→ **Document section**
The changes in your pregnant body are mind boggling.

But then, so is growing an entirely new human being.

For instance, the delightful pro-gestation hormone, progesterone, has a lot to answer for. Its effects include loosening all of your smooth muscle to accommodate all your extra blood in expanded blood vessels (otherwise your blood pressure would go through the roof). What’s not so nice is its indiscriminate nature, which means not only your blood vessels relax but also your oesophagus (giving you heartburn) and your rectum (hello, haemorrhoids!).

Nice.

Another change that can preoccupy your pregnant brain is your tummy. It’s pretty obvious to say that your tummy is getting bigger, but it’s worth remembering that what is happening is this:

the muscles and connective tissues of your abdominal wall are stretching.

Stretched, lengthened muscles aren’t terribly strong. A pregnant woman’s body is stable (in the same way that an inflated balloon is stable), but that’s a bit different from being strong.

That’s why it is difficult, and almost pointless, to use ‘traditional core exercises’ on a pregnant tummy. Crunches, knee raises, sit-ups, mountain climbers – they’re not going to do much.

A better idea is to think about breathing well: spending a few minutes allowing your tummy to relax as best you can while you inhale, and then and exhaling to engage your tummy muscles to a comfortable level (often this feels like squeezing baby in towards your back or up towards your heart). If you’re exercising, adding moderate load to compound exercises like squats (like goblet squats) and hinging (like top-down deadlifts) will let the tummy muscles perform more work.

What about doming or coning?

Your rectus abdominus – the six-pack muscle – is being stretched to the right and left, as well as north-south. The two long strips of this muscle are joined in the middle by a sheath of connective tissue called the linea alba. This stretches too – hurray! Because if it didn’t stretch, you’d be in trouble. Baby would grow into your spleen, or else your muscles would split open (which does not happen).

The linea alba gets thinner while it’s stretched. This can lead to what’s called doming or coning. Just below your ribs, it looks like a firm, narrow dome rising up from your tummy. You might notice it if you are

  • on all fours
  • coughing, laughing or sneezing
  • in a plank or an elevated plank position
  • lifting your head up off the pillow
  • or doing pull-ups (which I have only seen on Instagram!)

When it happened to me, I thought it was hilarious. Come here, husband, and behold the freakish Alien-style popping of my tummy! How we laughed.

I don’t recommend exploiting it for laughs too often.

Doming means that the pressure in your tummy – your intra-abdominal pressure – is more than your linea alba is comfortable holding while you’re in that position.

→ **Material provided**
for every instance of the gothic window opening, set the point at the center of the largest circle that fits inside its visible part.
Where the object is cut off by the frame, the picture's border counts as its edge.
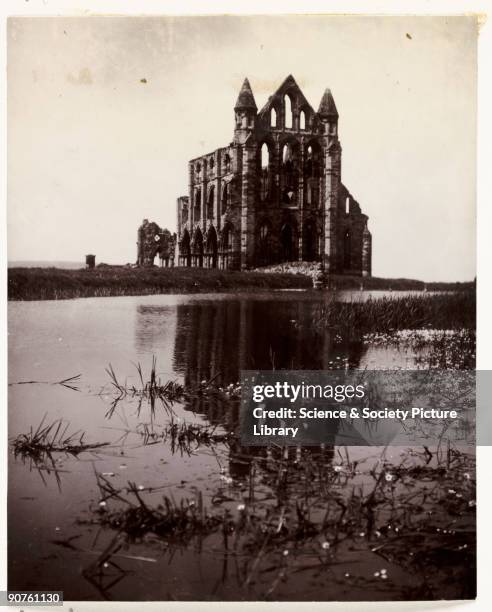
(265, 164)
(347, 250)
(227, 162)
(302, 120)
(184, 250)
(287, 196)
(212, 249)
(310, 241)
(225, 199)
(198, 205)
(264, 245)
(225, 246)
(197, 249)
(210, 203)
(286, 242)
(288, 112)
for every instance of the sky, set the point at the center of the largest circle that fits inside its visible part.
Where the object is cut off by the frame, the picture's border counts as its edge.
(105, 112)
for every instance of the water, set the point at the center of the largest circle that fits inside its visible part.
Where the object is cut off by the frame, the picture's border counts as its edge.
(53, 537)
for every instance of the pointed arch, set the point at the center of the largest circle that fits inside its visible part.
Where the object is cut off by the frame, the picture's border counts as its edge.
(347, 250)
(288, 117)
(310, 239)
(265, 156)
(184, 249)
(211, 250)
(211, 202)
(197, 248)
(302, 120)
(225, 250)
(197, 205)
(264, 250)
(224, 200)
(286, 242)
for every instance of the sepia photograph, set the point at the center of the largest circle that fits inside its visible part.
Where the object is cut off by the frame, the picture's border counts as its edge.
(194, 198)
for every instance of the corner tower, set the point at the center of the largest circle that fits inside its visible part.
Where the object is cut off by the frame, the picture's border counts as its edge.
(245, 111)
(328, 116)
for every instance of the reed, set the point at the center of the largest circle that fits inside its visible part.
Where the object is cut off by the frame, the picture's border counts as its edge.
(105, 281)
(51, 438)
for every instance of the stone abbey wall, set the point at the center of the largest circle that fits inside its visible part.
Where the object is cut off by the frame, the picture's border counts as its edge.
(275, 193)
(154, 241)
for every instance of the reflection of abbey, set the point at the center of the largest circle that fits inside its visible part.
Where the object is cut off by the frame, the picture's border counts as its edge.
(275, 193)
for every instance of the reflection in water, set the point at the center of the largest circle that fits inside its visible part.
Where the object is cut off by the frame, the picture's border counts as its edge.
(217, 339)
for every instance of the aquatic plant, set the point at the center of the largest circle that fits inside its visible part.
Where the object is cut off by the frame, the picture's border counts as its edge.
(104, 281)
(386, 315)
(53, 438)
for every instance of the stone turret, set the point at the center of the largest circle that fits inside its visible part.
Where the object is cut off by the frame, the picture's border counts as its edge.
(366, 252)
(245, 111)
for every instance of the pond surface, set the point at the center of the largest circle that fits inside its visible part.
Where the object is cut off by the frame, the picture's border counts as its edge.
(55, 539)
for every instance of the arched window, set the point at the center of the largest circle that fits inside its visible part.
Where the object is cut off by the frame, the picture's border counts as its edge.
(288, 111)
(198, 205)
(302, 120)
(347, 250)
(265, 156)
(225, 198)
(286, 154)
(227, 162)
(210, 203)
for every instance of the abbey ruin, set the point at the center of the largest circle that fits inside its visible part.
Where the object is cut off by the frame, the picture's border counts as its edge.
(275, 192)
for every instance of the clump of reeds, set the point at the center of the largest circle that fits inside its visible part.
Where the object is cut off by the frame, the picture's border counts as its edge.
(390, 314)
(104, 281)
(185, 437)
(169, 391)
(176, 520)
(53, 438)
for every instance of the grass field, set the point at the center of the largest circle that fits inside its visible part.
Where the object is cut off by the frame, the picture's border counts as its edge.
(104, 281)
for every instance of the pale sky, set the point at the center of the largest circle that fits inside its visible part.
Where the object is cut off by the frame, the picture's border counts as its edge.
(92, 150)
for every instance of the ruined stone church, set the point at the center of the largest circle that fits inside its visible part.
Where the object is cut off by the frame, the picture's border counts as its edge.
(275, 193)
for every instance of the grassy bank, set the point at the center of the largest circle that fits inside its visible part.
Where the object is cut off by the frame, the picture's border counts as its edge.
(389, 314)
(104, 281)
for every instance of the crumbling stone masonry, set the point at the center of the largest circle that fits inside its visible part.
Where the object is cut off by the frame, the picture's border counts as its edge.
(152, 241)
(275, 193)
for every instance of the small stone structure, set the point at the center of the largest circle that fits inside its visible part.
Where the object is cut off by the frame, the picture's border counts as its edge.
(275, 194)
(152, 241)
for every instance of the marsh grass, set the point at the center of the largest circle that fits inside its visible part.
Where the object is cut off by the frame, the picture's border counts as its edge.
(389, 314)
(105, 281)
(52, 438)
(303, 511)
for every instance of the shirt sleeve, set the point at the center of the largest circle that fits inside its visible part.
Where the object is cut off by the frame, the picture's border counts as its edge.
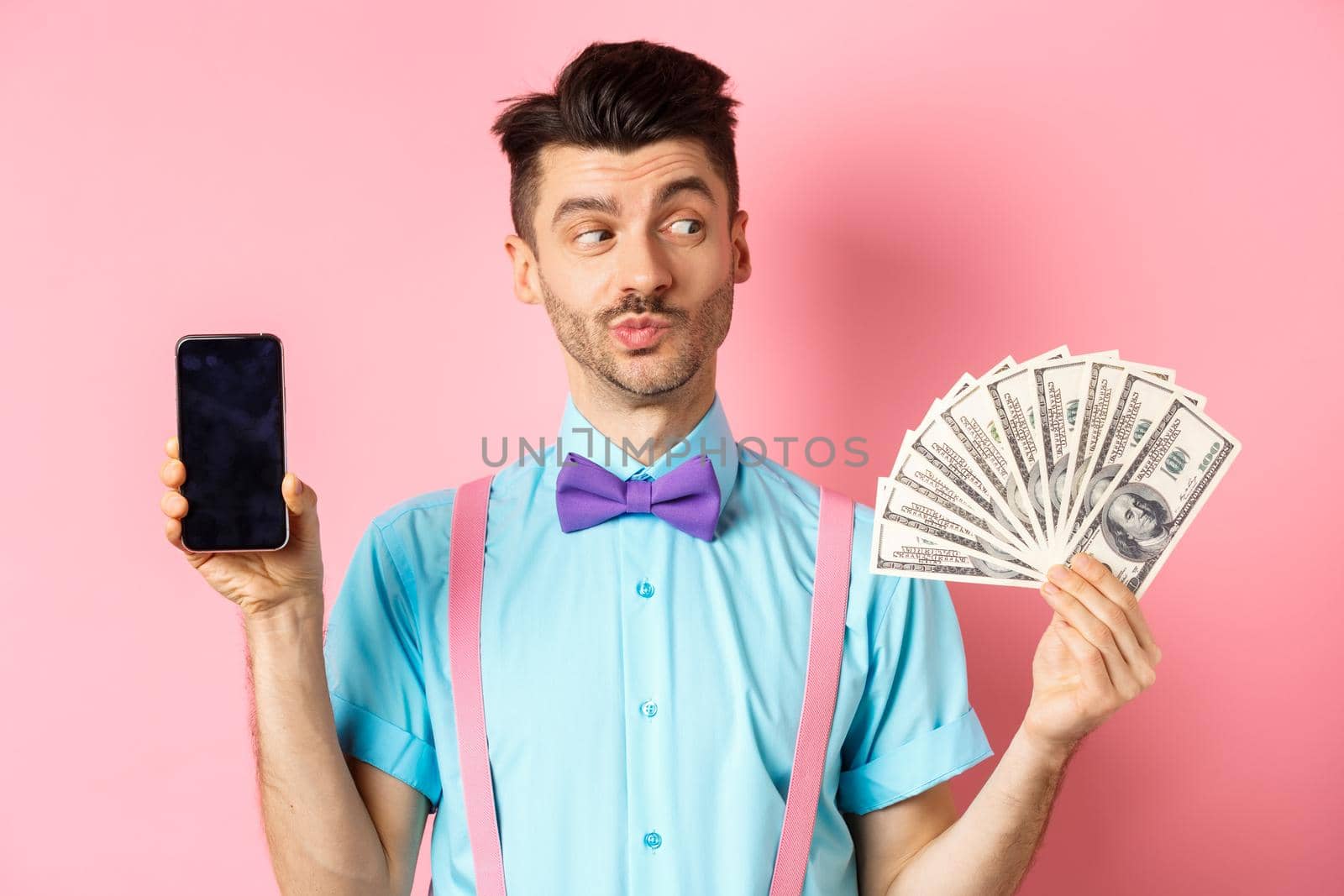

→ **Problem 1**
Write out the part of the pregnancy article from "The changes in" up to and including "wall are stretching.".
→ **Problem 2**
Write what comes next in the pregnancy article, starting after its last sentence.
The items are separate from the pregnancy article and have nothing to do with it.

→ **Answer section 1**
The changes in your pregnant body are mind boggling.

But then, so is growing an entirely new human being.

For instance, the delightful pro-gestation hormone, progesterone, has a lot to answer for. Its effects include loosening all of your smooth muscle to accommodate all your extra blood in expanded blood vessels (otherwise your blood pressure would go through the roof). What’s not so nice is its indiscriminate nature, which means not only your blood vessels relax but also your oesophagus (giving you heartburn) and your rectum (hello, haemorrhoids!).

Nice.

Another change that can preoccupy your pregnant brain is your tummy. It’s pretty obvious to say that your tummy is getting bigger, but it’s worth remembering that what is happening is this:

the muscles and connective tissues of your abdominal wall are stretching.

→ **Answer section 2**
Is it bad for you? No.

Will it harm baby? Again, no.

Should you spend a lot of time with your intra-abdominal pressure exceeding your strength? Probably not.

There’s not research on it, but in general we like our lineas alba and abdominal walls to recover well after labour and delivery, so let’s not stretch it any more than necessary. You can avoid unnecessary stretching by controlling intra-abdominal pressure when you can. It’s good for the whole of your core and pelvic floor, not just reducing doming. Do this by:

  • Exhaling on exertion. If you’re getting up from sitting down, breathe out. If you’re doing elevated press-ups (one of my Pregnancy Power-UP class favourites) breathe out as you press up, breathe in on the ‘down’ portion of the move. If you’re picking up something a bit heavy or very heavy, breathe out as you lift.
  • Avoiding movements that look like sit-ups or crunches. If you’re lying down, get used to rolling on to your side to get up, or get out of bed. This is a really useful postnatal strategy too, so get used to it.

Postnatally the stretched linea alba will recover in most women to be as functionally strong, if not stronger, that pre-pregnancy. Like all recovery, it can take:

  • good nutrition
  • good breathing practice
  • sensible activities of daily life
  • rest
  • avoiding exercises that overload the repairing area
  • massage

For some women, a few appointments with a specialist massage therapist or a women’s health physio can be useful, as can having reasonable expectations of how long it takes to recovery from pregnancy, labour and birth (clue: it can be up to two years).

TLDR: Don’t worry if you see your tummy coning or doming in the third trimester. Your body is doing exactly what it’s designed to do. Practice rolling on to your side to get out of bed, and breathing out as you lift heavy things.